◆ **Items from a data source**:
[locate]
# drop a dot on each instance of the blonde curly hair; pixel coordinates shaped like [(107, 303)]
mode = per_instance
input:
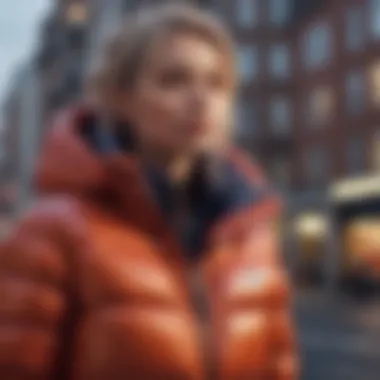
[(123, 56)]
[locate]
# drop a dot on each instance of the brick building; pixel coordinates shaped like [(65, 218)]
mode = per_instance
[(60, 58)]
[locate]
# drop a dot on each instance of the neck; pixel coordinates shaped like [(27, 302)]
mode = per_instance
[(178, 168)]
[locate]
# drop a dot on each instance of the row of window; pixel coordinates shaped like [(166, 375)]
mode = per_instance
[(316, 44), (248, 12), (319, 106), (317, 163), (278, 61)]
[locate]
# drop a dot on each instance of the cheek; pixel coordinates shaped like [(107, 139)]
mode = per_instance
[(158, 109)]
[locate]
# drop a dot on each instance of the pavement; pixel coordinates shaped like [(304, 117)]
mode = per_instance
[(339, 339)]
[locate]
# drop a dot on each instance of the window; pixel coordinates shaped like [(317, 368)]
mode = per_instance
[(279, 12), (320, 106), (246, 119), (356, 154), (248, 62), (279, 61), (247, 12), (355, 28), (317, 46), (375, 18), (77, 13), (374, 81), (281, 172), (355, 92), (375, 154), (280, 114), (317, 164)]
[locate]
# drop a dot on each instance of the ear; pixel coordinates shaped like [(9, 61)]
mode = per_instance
[(122, 104)]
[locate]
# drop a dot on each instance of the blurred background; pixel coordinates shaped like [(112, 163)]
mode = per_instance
[(308, 110)]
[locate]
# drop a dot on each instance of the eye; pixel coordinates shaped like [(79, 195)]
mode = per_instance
[(173, 77), (217, 81)]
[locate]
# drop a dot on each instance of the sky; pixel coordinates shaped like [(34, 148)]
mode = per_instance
[(19, 27)]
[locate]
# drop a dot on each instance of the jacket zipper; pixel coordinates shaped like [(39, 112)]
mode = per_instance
[(201, 307)]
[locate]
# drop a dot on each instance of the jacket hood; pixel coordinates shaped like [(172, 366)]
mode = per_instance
[(67, 163), (71, 164)]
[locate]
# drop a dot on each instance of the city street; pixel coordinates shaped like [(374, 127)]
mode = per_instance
[(339, 340)]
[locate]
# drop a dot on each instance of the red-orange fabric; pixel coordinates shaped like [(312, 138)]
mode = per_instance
[(94, 286)]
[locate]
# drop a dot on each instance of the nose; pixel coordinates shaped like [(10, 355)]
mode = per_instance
[(200, 99)]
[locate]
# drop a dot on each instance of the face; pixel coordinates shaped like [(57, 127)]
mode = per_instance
[(181, 101)]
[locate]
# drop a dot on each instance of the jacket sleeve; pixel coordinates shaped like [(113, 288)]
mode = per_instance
[(33, 301), (277, 293)]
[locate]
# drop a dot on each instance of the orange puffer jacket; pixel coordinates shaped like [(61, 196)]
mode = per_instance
[(95, 286)]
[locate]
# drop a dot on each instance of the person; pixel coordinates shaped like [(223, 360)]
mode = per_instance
[(151, 250)]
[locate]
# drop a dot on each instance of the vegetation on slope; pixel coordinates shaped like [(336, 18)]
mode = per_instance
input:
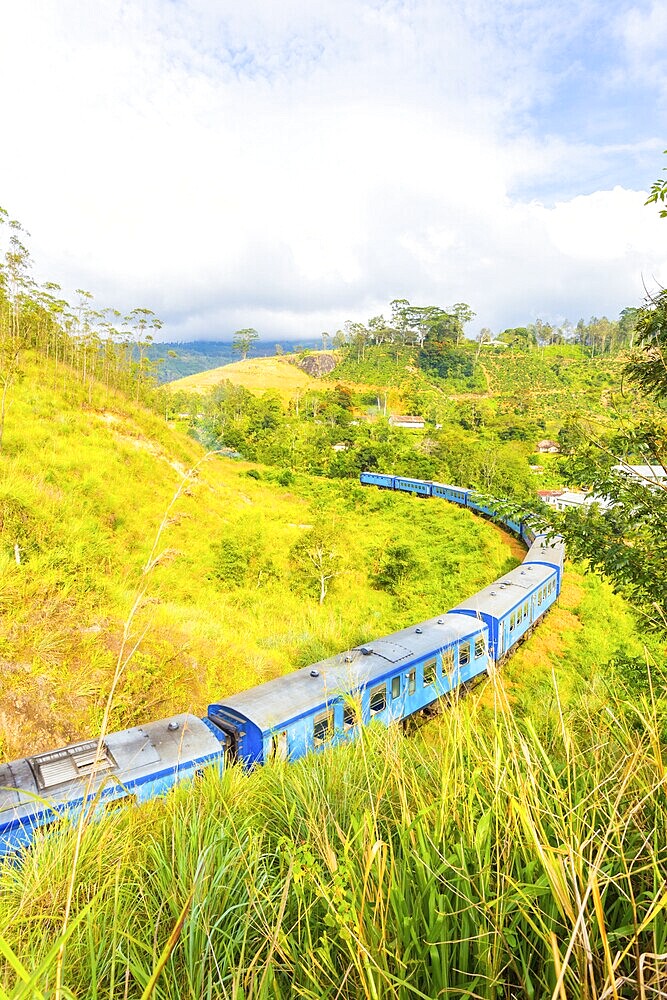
[(85, 484), (480, 858)]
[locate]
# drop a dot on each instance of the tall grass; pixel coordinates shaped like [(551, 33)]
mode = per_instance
[(471, 860)]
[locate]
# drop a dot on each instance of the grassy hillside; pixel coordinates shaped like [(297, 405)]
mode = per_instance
[(85, 488), (256, 374), (513, 847)]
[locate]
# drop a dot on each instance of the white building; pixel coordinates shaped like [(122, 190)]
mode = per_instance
[(648, 474), (566, 499), (413, 423)]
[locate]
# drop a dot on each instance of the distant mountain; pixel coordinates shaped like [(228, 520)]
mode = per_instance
[(200, 355)]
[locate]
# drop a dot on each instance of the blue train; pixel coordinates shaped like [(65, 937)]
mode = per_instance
[(386, 680)]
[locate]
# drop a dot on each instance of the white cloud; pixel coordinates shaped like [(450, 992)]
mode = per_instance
[(288, 166)]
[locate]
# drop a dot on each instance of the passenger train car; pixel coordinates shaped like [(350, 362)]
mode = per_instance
[(384, 680)]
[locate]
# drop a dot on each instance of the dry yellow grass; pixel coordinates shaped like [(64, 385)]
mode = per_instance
[(257, 375)]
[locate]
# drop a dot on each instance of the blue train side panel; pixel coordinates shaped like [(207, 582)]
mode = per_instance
[(455, 494), (385, 681), (408, 485), (380, 479), (511, 606), (139, 763)]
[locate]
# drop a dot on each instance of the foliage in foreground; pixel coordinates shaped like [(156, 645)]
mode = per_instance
[(481, 858)]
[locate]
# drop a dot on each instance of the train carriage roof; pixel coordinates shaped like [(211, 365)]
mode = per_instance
[(280, 701), (500, 597)]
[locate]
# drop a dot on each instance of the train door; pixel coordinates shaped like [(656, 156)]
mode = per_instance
[(501, 640), (279, 746)]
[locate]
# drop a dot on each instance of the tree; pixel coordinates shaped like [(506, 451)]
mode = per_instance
[(316, 559), (464, 314), (243, 341), (659, 194), (15, 288)]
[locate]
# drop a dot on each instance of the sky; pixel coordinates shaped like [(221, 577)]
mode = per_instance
[(291, 164)]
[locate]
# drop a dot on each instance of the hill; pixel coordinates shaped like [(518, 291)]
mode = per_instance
[(460, 858), (99, 503), (178, 359), (276, 374)]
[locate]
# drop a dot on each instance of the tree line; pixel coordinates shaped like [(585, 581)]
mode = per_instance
[(97, 345)]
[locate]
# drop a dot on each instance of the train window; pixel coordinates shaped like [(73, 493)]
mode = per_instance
[(429, 672), (378, 699), (279, 749), (322, 728), (59, 766), (349, 716)]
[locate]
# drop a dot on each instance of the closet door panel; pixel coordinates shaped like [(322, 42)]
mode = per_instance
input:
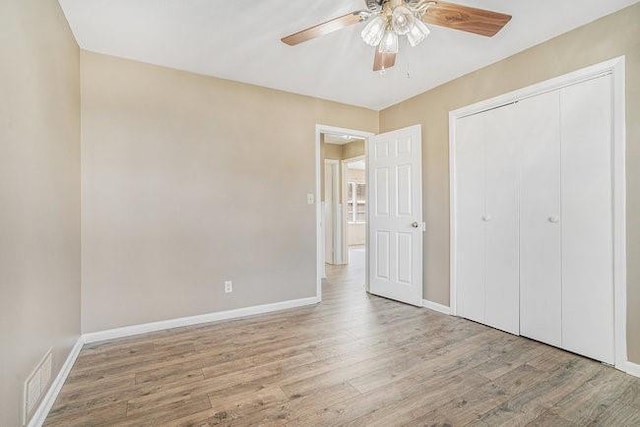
[(538, 121), (587, 249), (501, 219), (468, 205)]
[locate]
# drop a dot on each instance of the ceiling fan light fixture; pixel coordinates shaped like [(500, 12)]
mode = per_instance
[(402, 20), (389, 43), (374, 31), (419, 31)]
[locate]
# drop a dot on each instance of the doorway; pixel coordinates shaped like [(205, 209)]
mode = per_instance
[(341, 203)]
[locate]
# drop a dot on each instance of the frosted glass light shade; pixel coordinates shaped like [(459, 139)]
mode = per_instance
[(389, 43), (374, 31), (418, 32), (402, 20)]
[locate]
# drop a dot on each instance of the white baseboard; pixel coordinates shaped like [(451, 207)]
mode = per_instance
[(632, 369), (436, 307), (40, 415), (128, 331)]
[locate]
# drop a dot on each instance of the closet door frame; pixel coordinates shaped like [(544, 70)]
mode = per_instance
[(616, 68)]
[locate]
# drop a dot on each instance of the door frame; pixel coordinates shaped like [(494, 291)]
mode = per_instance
[(345, 225), (321, 129), (616, 68)]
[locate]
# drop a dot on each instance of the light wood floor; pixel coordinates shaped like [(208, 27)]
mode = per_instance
[(353, 359)]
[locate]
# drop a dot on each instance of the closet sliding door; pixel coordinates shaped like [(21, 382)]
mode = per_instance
[(486, 219), (501, 218), (538, 134), (587, 219), (469, 201)]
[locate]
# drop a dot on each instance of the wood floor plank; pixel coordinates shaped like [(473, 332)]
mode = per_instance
[(355, 359)]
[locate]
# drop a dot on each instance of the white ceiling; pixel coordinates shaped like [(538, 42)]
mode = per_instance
[(240, 40)]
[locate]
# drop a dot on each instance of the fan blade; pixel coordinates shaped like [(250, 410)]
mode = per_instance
[(465, 18), (324, 28), (382, 61)]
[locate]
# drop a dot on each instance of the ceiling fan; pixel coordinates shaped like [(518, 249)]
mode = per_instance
[(389, 19)]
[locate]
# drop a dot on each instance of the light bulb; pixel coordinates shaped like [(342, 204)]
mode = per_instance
[(402, 20), (418, 32), (374, 30), (389, 43)]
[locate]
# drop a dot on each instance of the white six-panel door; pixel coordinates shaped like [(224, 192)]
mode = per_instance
[(395, 215)]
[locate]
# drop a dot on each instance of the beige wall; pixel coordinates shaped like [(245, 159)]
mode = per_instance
[(609, 37), (39, 194), (353, 149), (356, 232), (330, 151), (189, 181)]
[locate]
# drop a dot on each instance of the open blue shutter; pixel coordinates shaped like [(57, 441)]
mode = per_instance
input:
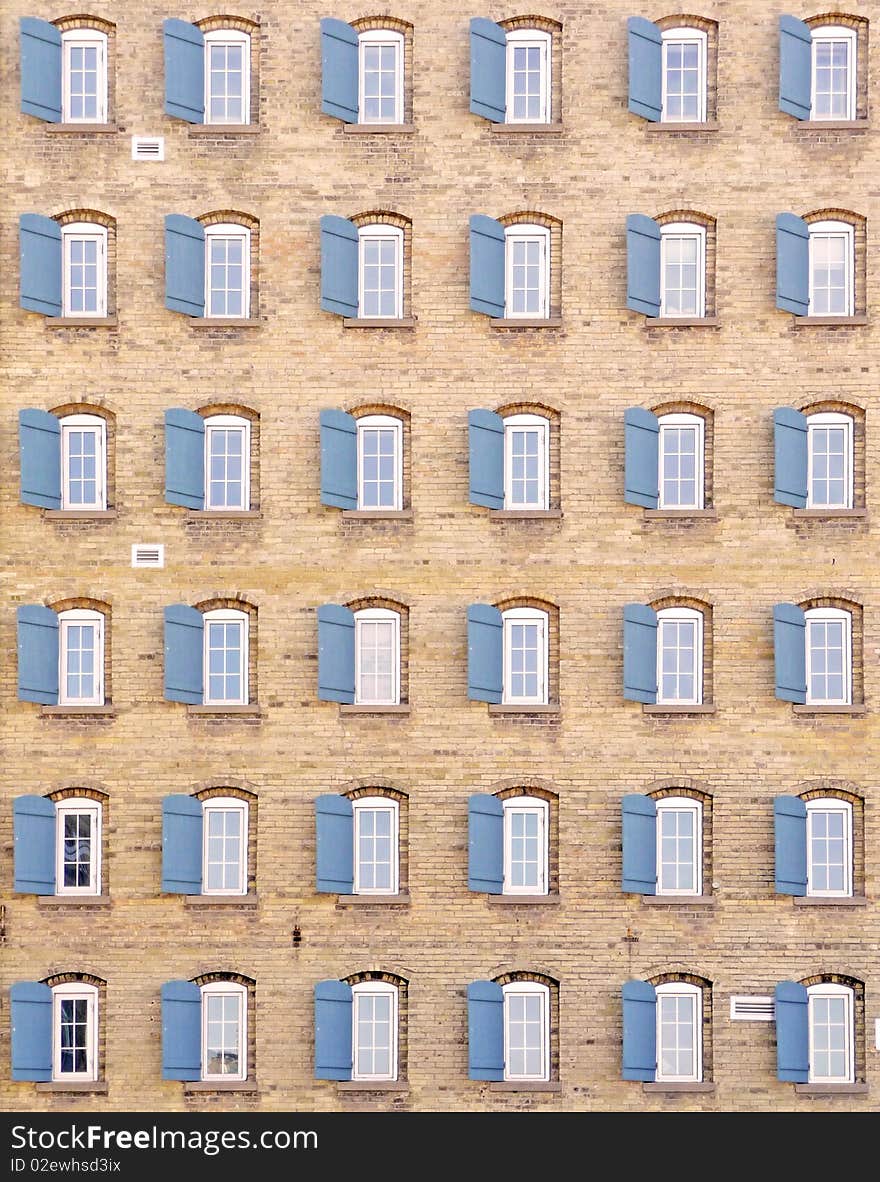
[(789, 640), (645, 67), (31, 1005), (486, 658), (486, 844), (792, 1005), (486, 1031), (488, 70), (334, 843), (639, 653), (486, 446), (789, 817), (39, 265), (795, 66), (639, 830), (639, 1031), (643, 264), (40, 45), (184, 458), (487, 266), (40, 459), (339, 70), (339, 266), (641, 467), (34, 845), (332, 1030), (339, 459), (184, 643), (38, 654), (792, 264), (182, 845), (181, 1031), (184, 70)]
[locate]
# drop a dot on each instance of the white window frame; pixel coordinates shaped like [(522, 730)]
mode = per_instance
[(821, 615), (226, 616), (527, 232), (542, 426), (229, 37), (541, 809), (530, 988), (96, 424), (375, 988), (386, 422), (84, 38), (689, 36), (226, 988), (75, 991), (532, 38), (675, 422)]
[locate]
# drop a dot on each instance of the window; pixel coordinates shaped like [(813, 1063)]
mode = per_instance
[(375, 1031), (227, 77), (75, 1032), (225, 1006), (526, 832), (226, 657), (830, 1033), (829, 656), (528, 76), (683, 270), (527, 271), (679, 656), (379, 462), (527, 1031), (83, 462), (527, 440), (832, 246)]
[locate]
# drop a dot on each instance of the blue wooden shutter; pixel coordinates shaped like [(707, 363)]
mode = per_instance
[(789, 817), (795, 66), (486, 844), (488, 70), (339, 459), (38, 654), (34, 845), (332, 1030), (645, 67), (792, 1004), (184, 458), (40, 459), (339, 70), (336, 654), (181, 1031), (486, 1031), (486, 446), (334, 844), (643, 264), (181, 845), (639, 833), (639, 653), (40, 45), (339, 266), (789, 638), (184, 654), (184, 70), (643, 458), (31, 1006), (792, 264), (487, 266), (486, 653), (639, 1031), (39, 265)]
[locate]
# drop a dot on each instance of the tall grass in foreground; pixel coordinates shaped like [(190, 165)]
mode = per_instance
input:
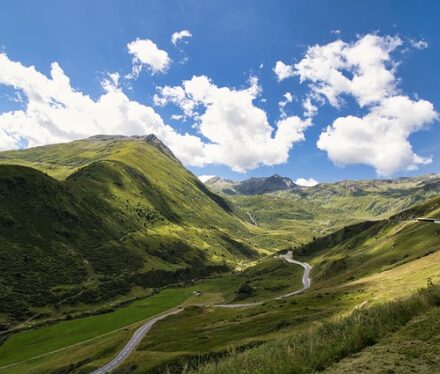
[(322, 346)]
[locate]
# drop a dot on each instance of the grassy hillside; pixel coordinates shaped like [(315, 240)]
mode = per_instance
[(357, 267), (297, 215), (372, 272), (318, 348), (87, 221)]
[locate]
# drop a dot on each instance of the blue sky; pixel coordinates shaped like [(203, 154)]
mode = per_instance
[(232, 43)]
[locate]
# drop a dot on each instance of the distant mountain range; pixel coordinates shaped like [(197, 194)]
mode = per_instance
[(274, 183), (252, 186)]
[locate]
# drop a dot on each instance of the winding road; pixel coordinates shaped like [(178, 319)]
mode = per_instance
[(143, 330)]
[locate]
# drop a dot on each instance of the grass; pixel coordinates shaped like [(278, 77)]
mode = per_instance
[(320, 347), (71, 210), (109, 331), (414, 348), (31, 343)]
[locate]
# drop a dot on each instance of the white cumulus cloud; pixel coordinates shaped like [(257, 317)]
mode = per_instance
[(180, 35), (306, 182), (380, 138), (233, 131), (147, 54), (55, 112), (288, 98), (238, 132), (366, 70)]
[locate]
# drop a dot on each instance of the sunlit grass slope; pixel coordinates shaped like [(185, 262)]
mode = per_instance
[(86, 221), (295, 216)]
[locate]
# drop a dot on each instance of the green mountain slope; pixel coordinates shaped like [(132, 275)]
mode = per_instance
[(90, 220), (356, 272), (296, 214)]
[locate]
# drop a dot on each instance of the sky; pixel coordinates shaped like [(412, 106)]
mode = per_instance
[(317, 91)]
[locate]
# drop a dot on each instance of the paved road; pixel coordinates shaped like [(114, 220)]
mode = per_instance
[(133, 343), (307, 281), (143, 330)]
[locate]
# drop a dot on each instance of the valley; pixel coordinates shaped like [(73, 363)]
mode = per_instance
[(121, 234)]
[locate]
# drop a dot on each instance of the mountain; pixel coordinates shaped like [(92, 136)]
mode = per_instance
[(87, 221), (252, 186), (296, 214), (366, 295)]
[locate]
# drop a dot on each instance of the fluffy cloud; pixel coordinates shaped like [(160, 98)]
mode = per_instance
[(55, 112), (205, 178), (283, 71), (310, 109), (236, 133), (380, 138), (146, 53), (362, 69), (418, 44), (288, 98), (239, 133), (179, 35), (306, 182), (365, 70)]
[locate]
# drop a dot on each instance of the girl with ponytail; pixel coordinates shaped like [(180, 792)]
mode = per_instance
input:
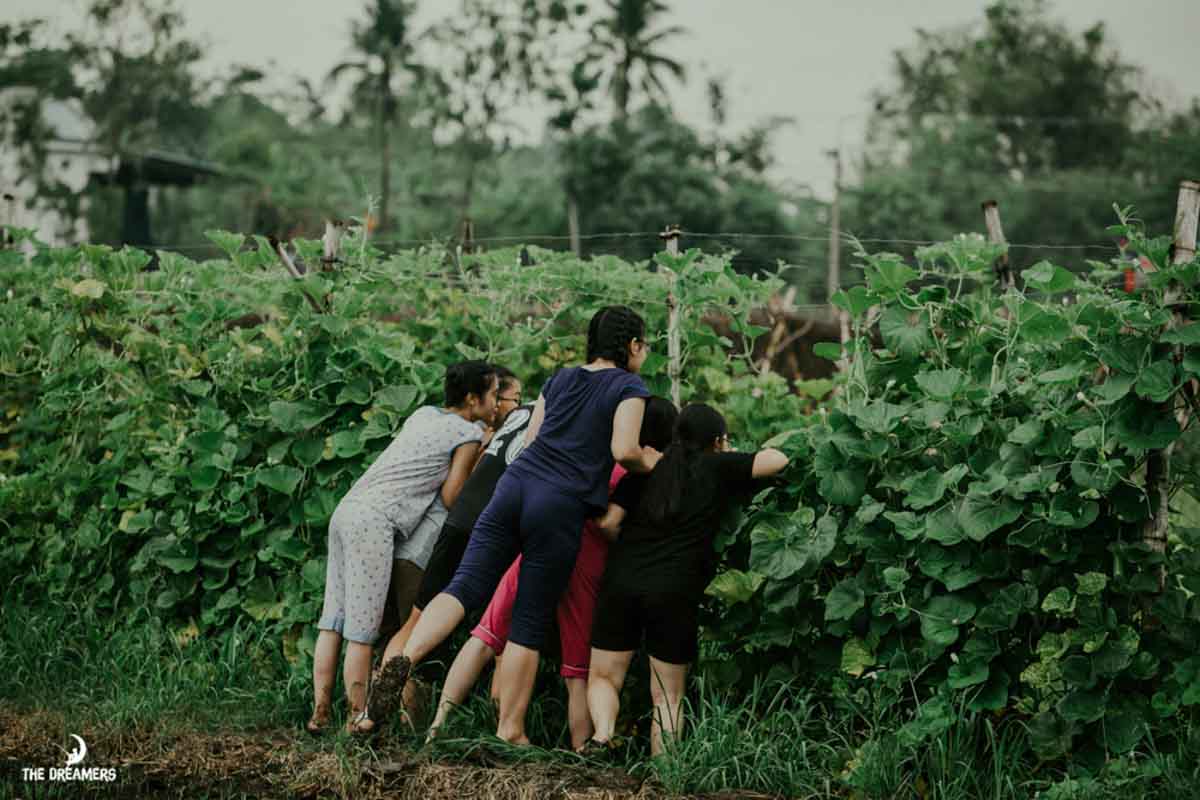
[(663, 561), (586, 420)]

◆ **TASK BRIEF**: Copy out the items above from the start through the line containing "[(178, 168)]", including both ends. Leave the pictures out of your copy.

◆ **WORKED ANSWER**:
[locate]
# drop a dot on each instance of the blonde curly hair; pixel coordinates shaped like [(107, 303)]
mode = per_instance
input:
[(123, 56)]
[locate]
# drop a dot on each instance of the brick building; pixel coordinates shaped like [(65, 218)]
mode = per_instance
[(60, 58)]
[locate]
# drop a dot on each instance of the neck; pixel coordinates shaped like [(27, 302)]
mode = per_instance
[(178, 168)]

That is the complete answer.